>> start Excerpted text
The client emitter also handles nested groups for deeply nested command paths. docker buildx imagetools create generates a DockerBuildxGroup with a DockerBuildxImagetoolsGroup inside it, which has a Create() method. The nesting mirrors the CLI hierarchy exactly.


Naming Conventions

The generator translates CLI names to C# identifiers using a deterministic naming convention. This is not cosmetic -- it is load-bearing, because the names must be predictable so that developers can guess them without consulting documentation.

public static class NamingConventions
{
    /// <summary>
    /// Converts a CLI option name to a PascalCase property name.
    /// --memory-swap -> MemorySwap
    /// --detach-keys -> DetachKeys
    /// --add-host    -> AddHost
    /// </summary>
    public static string ToPascalCase(string cliName)
    {
        var clean = cliName.TrimStart('-');
        var parts = clean.Split('-', '_');
        return string.Concat(parts.Select(p =>
            char.ToUpperInvariant(p[0]) + p[1..]));
    }

    /// <summary>
    /// Converts a command path to a class name.
    /// ["container", "run"] + "Docker" -> DockerContainerRunCommand
    /// </summary>
    public static string ToClassName(
        string prefix, IReadOnlyList<string> path)
    {
        var segments = path.Select(p => ToPascalCase(p));
        return $"{prefix}{string.Concat(segments)}Command";
    }

    /// <summary>
    /// Converts a command group path to a group class name.
    /// ["container"] + "Docker" -> DockerContainerGroup
    /// </summary>
    public static string ToGroupName(
        string prefix, IReadOnlyList<string> path)
    {
        var segments = path.Select(p => ToPascalCase(p));
        return $"{prefix}{string.Concat(segments)}Group";
    }
}

The rules are simple: strip leading dashes, split on dashes and underscores, capitalize each segment, concatenate. --memory-swap becomes MemorySwap. --detach-keys becomes DetachKeys. docker container run becomes DockerContainerRunCommand. Predictable, reversible, and collision-free for the Docker CLI's naming patterns.

There is one edge case worth mentioning: Docker has a few options with numbers in the name (--ip6tables, --log-opt max-size). The generator handles these correctly because ToPascalCase preserves digits -- ip6tables becomes Ip6tables, which is slightly ugly but unambiguous. I considered special-casing these but decided against it: consistency beats aesthetics when the goal is predictability.


Incremental Generator Caching

I keep saying "incremental" -- let me explain why that matters and how it works.

A Roslyn source generator has two options: implement ISourceGenerator (the original API from .NET 5) or implement IIncrementalGenerator (the newer API from .NET 6). The original API re-runs the entire generator on every compilation -- every keystroke in the IDE, every file save, every build triggers full regeneration. For a generator that produces 172 files from 40 JSON inputs, that would be catastrophic. Every character typed in any .cs file would trigger a 1.8-second regeneration. The IDE would be unusable.

The incremental API changes this. It models the generator as a pipeline of transformations, and Roslyn tracks the inputs to each stage. If the inputs have not changed, the outputs are reused from cache. The critical question is: what counts as "changed"?
>> end Excerpted text
>> start Provided data
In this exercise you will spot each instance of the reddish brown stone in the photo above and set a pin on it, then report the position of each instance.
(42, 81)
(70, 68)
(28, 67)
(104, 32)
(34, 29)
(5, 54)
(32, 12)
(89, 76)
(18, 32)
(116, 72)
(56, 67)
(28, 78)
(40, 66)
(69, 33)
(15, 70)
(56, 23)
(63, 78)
>> end Provided data
■ **What needs to be done**: Extract the passage of the source generator excerpt between "The rules are" and "how it works.", inclusive.

■ **Solution to this exercise**:
The rules are simple: strip leading dashes, split on dashes and underscores, capitalize each segment, concatenate. --memory-swap becomes MemorySwap. --detach-keys becomes DetachKeys. docker container run becomes DockerContainerRunCommand. Predictable, reversible, and collision-free for the Docker CLI's naming patterns.

There is one edge case worth mentioning: Docker has a few options with numbers in the name (--ip6tables, --log-opt max-size). The generator handles these correctly because ToPascalCase preserves digits -- ip6tables becomes Ip6tables, which is slightly ugly but unambiguous. I considered special-casing these but decided against it: consistency beats aesthetics when the goal is predictability.


Incremental Generator Caching

I keep saying "incremental" -- let me explain why that matters and how it works.